### [REQUIRED WORK]
What you give back must match the data below character for character.

+ + + + + + +

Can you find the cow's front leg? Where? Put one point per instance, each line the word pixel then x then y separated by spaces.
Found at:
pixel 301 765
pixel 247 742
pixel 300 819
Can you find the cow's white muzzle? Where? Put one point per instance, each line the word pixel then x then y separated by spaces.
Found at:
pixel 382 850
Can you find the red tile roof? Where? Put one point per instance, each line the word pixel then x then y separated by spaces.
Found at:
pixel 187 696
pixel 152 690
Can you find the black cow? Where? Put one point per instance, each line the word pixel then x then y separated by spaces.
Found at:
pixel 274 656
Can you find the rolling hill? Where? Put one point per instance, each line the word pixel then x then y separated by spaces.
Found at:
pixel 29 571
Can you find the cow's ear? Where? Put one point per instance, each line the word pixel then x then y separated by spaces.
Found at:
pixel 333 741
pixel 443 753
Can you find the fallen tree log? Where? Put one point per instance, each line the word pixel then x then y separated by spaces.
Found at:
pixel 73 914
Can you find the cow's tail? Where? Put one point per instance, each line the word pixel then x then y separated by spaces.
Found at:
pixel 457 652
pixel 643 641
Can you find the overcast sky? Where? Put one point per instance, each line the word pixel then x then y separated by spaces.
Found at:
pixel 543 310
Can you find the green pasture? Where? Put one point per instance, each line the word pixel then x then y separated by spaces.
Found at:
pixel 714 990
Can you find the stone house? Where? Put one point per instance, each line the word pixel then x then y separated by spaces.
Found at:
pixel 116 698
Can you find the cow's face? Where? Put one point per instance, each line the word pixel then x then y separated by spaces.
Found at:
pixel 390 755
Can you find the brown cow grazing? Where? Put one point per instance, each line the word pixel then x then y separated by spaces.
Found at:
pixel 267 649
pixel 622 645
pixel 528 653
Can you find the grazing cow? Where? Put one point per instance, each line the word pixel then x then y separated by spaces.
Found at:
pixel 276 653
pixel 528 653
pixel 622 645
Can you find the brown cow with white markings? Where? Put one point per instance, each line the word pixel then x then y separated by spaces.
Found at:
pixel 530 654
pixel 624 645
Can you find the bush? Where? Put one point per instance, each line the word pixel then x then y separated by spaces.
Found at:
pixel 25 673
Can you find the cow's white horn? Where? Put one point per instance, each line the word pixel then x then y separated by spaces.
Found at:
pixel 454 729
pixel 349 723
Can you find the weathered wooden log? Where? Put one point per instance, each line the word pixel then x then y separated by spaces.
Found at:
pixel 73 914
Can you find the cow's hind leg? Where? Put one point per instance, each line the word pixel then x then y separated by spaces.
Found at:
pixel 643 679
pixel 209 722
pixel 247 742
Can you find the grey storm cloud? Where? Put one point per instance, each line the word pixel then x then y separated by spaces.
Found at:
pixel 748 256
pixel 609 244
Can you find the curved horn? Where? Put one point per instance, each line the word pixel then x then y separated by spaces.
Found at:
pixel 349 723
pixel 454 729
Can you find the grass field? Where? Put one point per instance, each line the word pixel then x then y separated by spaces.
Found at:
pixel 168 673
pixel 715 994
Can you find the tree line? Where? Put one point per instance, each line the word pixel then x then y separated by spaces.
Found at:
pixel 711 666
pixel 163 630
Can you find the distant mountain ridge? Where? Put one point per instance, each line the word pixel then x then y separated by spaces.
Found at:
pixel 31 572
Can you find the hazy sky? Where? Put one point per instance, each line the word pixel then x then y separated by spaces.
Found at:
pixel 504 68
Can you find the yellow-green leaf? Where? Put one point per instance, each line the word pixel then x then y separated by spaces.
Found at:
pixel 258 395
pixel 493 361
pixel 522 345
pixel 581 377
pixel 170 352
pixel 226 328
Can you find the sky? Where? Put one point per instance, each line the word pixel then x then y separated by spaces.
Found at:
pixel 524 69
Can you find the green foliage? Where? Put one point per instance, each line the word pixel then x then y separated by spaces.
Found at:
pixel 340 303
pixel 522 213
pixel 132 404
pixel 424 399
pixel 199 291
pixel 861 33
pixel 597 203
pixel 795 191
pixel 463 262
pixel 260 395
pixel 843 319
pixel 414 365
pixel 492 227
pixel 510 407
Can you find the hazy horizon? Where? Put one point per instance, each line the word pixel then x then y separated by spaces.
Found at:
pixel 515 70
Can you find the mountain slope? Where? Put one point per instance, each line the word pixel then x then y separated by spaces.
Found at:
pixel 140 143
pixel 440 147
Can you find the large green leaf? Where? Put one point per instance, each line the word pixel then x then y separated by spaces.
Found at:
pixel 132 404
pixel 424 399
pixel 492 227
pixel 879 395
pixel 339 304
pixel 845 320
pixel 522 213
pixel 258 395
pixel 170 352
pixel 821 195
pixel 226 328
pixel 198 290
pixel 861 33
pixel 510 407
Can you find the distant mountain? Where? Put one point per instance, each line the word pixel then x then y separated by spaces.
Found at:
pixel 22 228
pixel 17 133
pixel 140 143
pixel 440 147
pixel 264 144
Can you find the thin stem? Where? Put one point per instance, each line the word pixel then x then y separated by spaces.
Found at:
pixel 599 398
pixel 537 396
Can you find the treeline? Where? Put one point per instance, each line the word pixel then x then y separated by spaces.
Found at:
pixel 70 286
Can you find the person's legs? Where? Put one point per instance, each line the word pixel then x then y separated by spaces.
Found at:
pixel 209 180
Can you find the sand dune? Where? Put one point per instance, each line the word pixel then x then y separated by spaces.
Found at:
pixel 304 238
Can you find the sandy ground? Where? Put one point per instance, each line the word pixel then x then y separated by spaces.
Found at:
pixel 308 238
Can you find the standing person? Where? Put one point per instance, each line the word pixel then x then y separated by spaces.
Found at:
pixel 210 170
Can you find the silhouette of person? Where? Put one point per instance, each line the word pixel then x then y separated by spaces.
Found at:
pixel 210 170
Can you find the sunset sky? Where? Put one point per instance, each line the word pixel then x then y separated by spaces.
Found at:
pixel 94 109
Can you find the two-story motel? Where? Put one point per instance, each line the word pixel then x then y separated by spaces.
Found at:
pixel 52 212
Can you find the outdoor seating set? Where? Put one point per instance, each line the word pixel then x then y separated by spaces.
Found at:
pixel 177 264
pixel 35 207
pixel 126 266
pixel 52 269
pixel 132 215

+ + + + + + +

### [SOLUTION BELOW]
Can you find the cow's front leg? Where? Put one point per instance, each line the word pixel then x then y separated by spaces.
Found at:
pixel 301 765
pixel 247 742
pixel 300 819
Can you find the cow's white muzzle? Where? Put one point per instance, each line the word pixel then x then y separated by spaces.
Found at:
pixel 382 850
Can you find the red tile roof? Where? Put one point per instance, each line the word pixel then x then y separated by spaces.
Found at:
pixel 187 696
pixel 152 690
Can you find the black cow? Where? Put one point per instance, each line the word pixel then x then y separated by spaces.
Found at:
pixel 274 656
Can you find the rolling hill? Where? Put one point per instance, each line the word pixel then x then y separated by spaces.
Found at:
pixel 29 571
Can you find the cow's ear? Where? Put one point per instance, each line the word pixel then x then y separated by spaces.
Found at:
pixel 333 741
pixel 443 753
Can you find the fallen tree log? Where? Put one point per instance, each line the word pixel then x then y separated by spaces.
Found at:
pixel 73 914
Can you find the cow's tail? Where? Put one point per instance, each line the word pixel then x then y separated by spaces.
Found at:
pixel 457 652
pixel 643 641
Can you find the overcast sky? Where? Put one point per instance, each line the word pixel then x then y separated by spaces.
Found at:
pixel 543 310
Can you find the green pasture? Where? Put one point per instance, each line the word pixel then x then y separated by spaces.
Found at:
pixel 714 990
Can you find the stone house? Where? Put one point per instance, each line the word pixel then x then y separated by spaces.
Found at:
pixel 116 698
Can you find the cow's face? Where? Put one point per instance, each line the word pixel then x then y separated by spaces.
Found at:
pixel 390 755
Can you find the brown cow grazing? Where? Put one point per instance, each line the word pixel then x then y separated by spaces.
Found at:
pixel 267 649
pixel 622 645
pixel 528 653
Can you find the grazing cow? Where? Put one point per instance, each line the word pixel then x then y separated by spaces.
Found at:
pixel 276 653
pixel 528 653
pixel 622 645
Can you find the brown cow with white markings? Where? Put one point per instance, each line the word pixel then x then y separated by spaces.
Found at:
pixel 530 654
pixel 624 645
Can you find the bush? Where? Put one point per instance, each line the word pixel then x then y separated by spaces.
Found at:
pixel 25 673
Can you find the cow's white horn? Where? Put one point per instance, each line the word pixel then x then y separated by spaces.
Found at:
pixel 454 729
pixel 349 723
Can you find the weathered wooden log? Where? Put one point per instance, each line the word pixel then x then y separated by spaces.
Found at:
pixel 73 914
Can you find the cow's hind leg? Where? Put one point per instance, each line the word pixel then x then y separated by spaces.
Found at:
pixel 643 679
pixel 209 722
pixel 247 742
Can you find the grey storm cloud? Where? Put one point per instance, each line the word pixel then x then y separated by spaces.
Found at:
pixel 748 256
pixel 609 244
Can you find the curved horn? Where? Put one point per instance, each line the word pixel then x then y separated by spaces.
Found at:
pixel 349 723
pixel 454 729
Can you find the grass field? Where? Put one point per instance, each line the word pixel then x then y separated by spaces.
Found at:
pixel 168 673
pixel 715 994
Can you find the tree line? Where? Put one point per instance, each line the word pixel then x then y separated by spaces.
Found at:
pixel 711 666
pixel 163 630
Can you find the distant mountain ridge? Where? Put one point per instance, each line the word pixel then x then y separated by spaces.
Found at:
pixel 31 572
Can you find the hazy sky? Where? Put one point per instance, each line the word pixel then x then y separated by spaces.
Found at:
pixel 504 68
Can you find the yellow-green leaf? Where? Put one point per instance, each line the word pixel then x then y separated by spaces.
Found at:
pixel 258 395
pixel 493 361
pixel 522 345
pixel 581 377
pixel 170 352
pixel 226 328
Can you find the sky? Where? Put one point per instance, each line the word pixel then x then y separated by spaces.
Found at:
pixel 524 69
Can you find the green foliage? Where? Put one point per instance, each line the word pixel then x then y separated by spaces.
Found at:
pixel 340 303
pixel 522 213
pixel 132 404
pixel 424 399
pixel 199 291
pixel 861 33
pixel 597 203
pixel 795 191
pixel 463 262
pixel 260 395
pixel 843 319
pixel 414 365
pixel 492 227
pixel 510 407
Can you find the hazy horizon? Where? Put one point per instance, each line the word pixel then x then y separated by spaces.
Found at:
pixel 515 70
Can you find the mountain slope? Where? Put one point per instance, each line the word pixel then x then y separated by spaces.
Found at:
pixel 140 143
pixel 440 147
Can you find the large green leaf? Where? Put one point per instance, each line the word pixel then x then y separated by spaces.
Found at:
pixel 132 404
pixel 424 399
pixel 492 227
pixel 879 395
pixel 339 304
pixel 845 320
pixel 522 213
pixel 258 395
pixel 170 352
pixel 821 195
pixel 226 328
pixel 198 290
pixel 861 33
pixel 510 407
Can you find the distant mountain? Where? Put one point per instance, each line the word pixel then x then y separated by spaces.
Found at:
pixel 22 228
pixel 17 133
pixel 140 143
pixel 440 147
pixel 264 144
Can you find the thin stem? Where? Put one point per instance, each line the word pixel then x then y separated by spaces.
Found at:
pixel 599 398
pixel 537 396
Can you find the treeline? Where? Put one point per instance, each line the word pixel then x then y separated by spaces.
Found at:
pixel 70 286
Can you find the person's legs? Where? Put one point per instance, each line the word pixel then x then y separated by spaces.
Found at:
pixel 209 180
Can you find the sand dune? Where? Put one point per instance, each line the word pixel then x then y separated by spaces.
Found at:
pixel 304 238
Can you find the sandy ground? Where? Put one point per instance, each line the word pixel then x then y separated by spaces.
Found at:
pixel 308 238
Can you find the standing person? Where? Put one point per instance, each line the word pixel then x then y separated by spaces.
Found at:
pixel 210 170
Can you find the silhouette of person? Where? Put one point per instance, each line the word pixel then x then y separated by spaces.
Found at:
pixel 210 170
Can you find the sunset sky? Where? Put one point per instance, each line the word pixel then x then y separated by spaces.
Found at:
pixel 94 109
Can you find the two-story motel? Where? Put one point per instance, each line the word pixel then x then y separated by spaces.
Found at:
pixel 52 212
Can you find the outdoor seating set? Where? Put one point per instance, each line the word pixel then x then y separated by spaces.
Found at:
pixel 177 264
pixel 35 207
pixel 126 266
pixel 52 269
pixel 132 215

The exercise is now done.